◆ Coordinate annotation entries ◆
+++

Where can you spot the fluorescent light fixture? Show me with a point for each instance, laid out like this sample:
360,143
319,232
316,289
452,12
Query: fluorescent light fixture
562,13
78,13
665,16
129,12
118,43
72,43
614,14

+++

◆ Task description ◆
Convert every line of the data above into a JSON list of strings, one string per line, leaving out any blank lines.

◆ The solution ◆
[
  "Where can you spot the fluorescent light fixture? Show me with a point for each instance, laid out like this sample:",
  "360,143",
  "319,232",
  "316,289",
  "452,12",
  "Query: fluorescent light fixture",
  "562,13",
  "78,13",
  "665,16",
  "129,12",
  "118,43",
  "72,43",
  "614,14"
]